§ **Source material**
▼

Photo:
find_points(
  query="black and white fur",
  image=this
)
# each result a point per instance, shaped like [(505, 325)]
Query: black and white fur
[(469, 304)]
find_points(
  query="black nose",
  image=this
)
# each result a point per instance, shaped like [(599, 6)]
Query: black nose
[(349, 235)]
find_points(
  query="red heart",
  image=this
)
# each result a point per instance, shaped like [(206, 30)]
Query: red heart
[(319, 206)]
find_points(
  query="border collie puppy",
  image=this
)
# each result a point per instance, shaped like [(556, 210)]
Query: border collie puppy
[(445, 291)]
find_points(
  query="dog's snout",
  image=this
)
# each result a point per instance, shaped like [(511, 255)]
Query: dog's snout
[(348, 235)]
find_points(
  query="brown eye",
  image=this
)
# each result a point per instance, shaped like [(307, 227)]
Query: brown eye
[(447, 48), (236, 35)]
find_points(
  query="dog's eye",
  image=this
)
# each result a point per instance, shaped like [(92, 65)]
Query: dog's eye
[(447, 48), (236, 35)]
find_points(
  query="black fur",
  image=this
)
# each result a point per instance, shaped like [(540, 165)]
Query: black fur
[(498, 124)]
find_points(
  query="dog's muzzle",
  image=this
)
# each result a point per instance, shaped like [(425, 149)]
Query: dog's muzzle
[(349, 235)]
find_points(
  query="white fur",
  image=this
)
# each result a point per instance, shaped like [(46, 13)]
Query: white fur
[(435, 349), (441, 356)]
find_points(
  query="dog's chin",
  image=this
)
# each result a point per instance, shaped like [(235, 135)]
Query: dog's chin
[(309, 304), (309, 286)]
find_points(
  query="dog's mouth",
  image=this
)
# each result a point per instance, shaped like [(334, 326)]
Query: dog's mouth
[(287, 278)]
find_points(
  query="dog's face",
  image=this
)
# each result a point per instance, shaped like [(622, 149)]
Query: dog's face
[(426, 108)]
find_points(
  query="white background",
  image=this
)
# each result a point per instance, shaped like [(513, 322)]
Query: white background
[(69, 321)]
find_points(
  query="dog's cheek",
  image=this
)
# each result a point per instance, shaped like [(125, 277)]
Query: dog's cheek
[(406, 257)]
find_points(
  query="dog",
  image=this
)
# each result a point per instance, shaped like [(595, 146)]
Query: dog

▲

§ **Task to complete**
Copy every item above word for word, with nothing left out or changed.

§ **Solution**
Photo:
find_points(
  query="black and white fur",
  image=this
)
# each result a point per instance, shaped like [(505, 325)]
Query: black and white fur
[(469, 304)]
find_points(
  query="black nose",
  image=this
)
# each result a point per instance, shaped like [(599, 6)]
Query: black nose
[(349, 235)]
find_points(
  query="red heart",
  image=this
)
# each result a point per instance, shaped like [(206, 30)]
Query: red heart
[(319, 206)]
find_points(
  query="border collie puppy",
  image=this
)
# each result a point per instance, shaped like [(556, 210)]
Query: border collie puppy
[(445, 291)]
find_points(
  query="dog's snout",
  image=this
)
# each result a point per instance, shaped like [(511, 255)]
Query: dog's snout
[(348, 235)]
find_points(
  query="brown eye",
  image=this
)
# each result a point per instance, shaped like [(307, 227)]
Query: brown eye
[(447, 48), (236, 35)]
find_points(
  query="dog's eye",
  image=this
)
# each result a point per instance, shaped like [(92, 65)]
Query: dog's eye
[(447, 48), (236, 35)]
find_points(
  query="black fur",
  image=this
)
# each result a point per instance, shaped like [(540, 165)]
Query: black fur
[(498, 124)]
find_points(
  query="dog's muzzle",
  image=this
)
# each result a point per instance, shaped like [(425, 149)]
Query: dog's muzzle
[(349, 235)]
find_points(
  query="white fur",
  image=this
)
# each result a point per instance, shaped like [(46, 13)]
Query: white fur
[(435, 349), (441, 356)]
find_points(
  query="dog's chin",
  image=this
)
# each result a point per instance, shaped like [(235, 135)]
Query: dog's chin
[(309, 304), (309, 286)]
find_points(
  query="dog's mouth",
  image=this
)
# each result a point per instance, shaped like [(334, 326)]
Query: dog's mouth
[(287, 278)]
find_points(
  query="dog's face",
  image=this
)
# each result a point per instance, shaped like [(622, 149)]
Query: dog's face
[(426, 108)]
find_points(
  query="white background",
  image=this
)
# each result a point per instance, shaped like [(513, 322)]
Query: white background
[(69, 321)]
find_points(
  query="dog's cheek",
  image=this
)
# each result a point per instance, shaped like [(125, 277)]
Query: dog's cheek
[(406, 257)]
find_points(
  query="dog",
  image=this
)
# each result a point per instance, shaped like [(595, 146)]
Query: dog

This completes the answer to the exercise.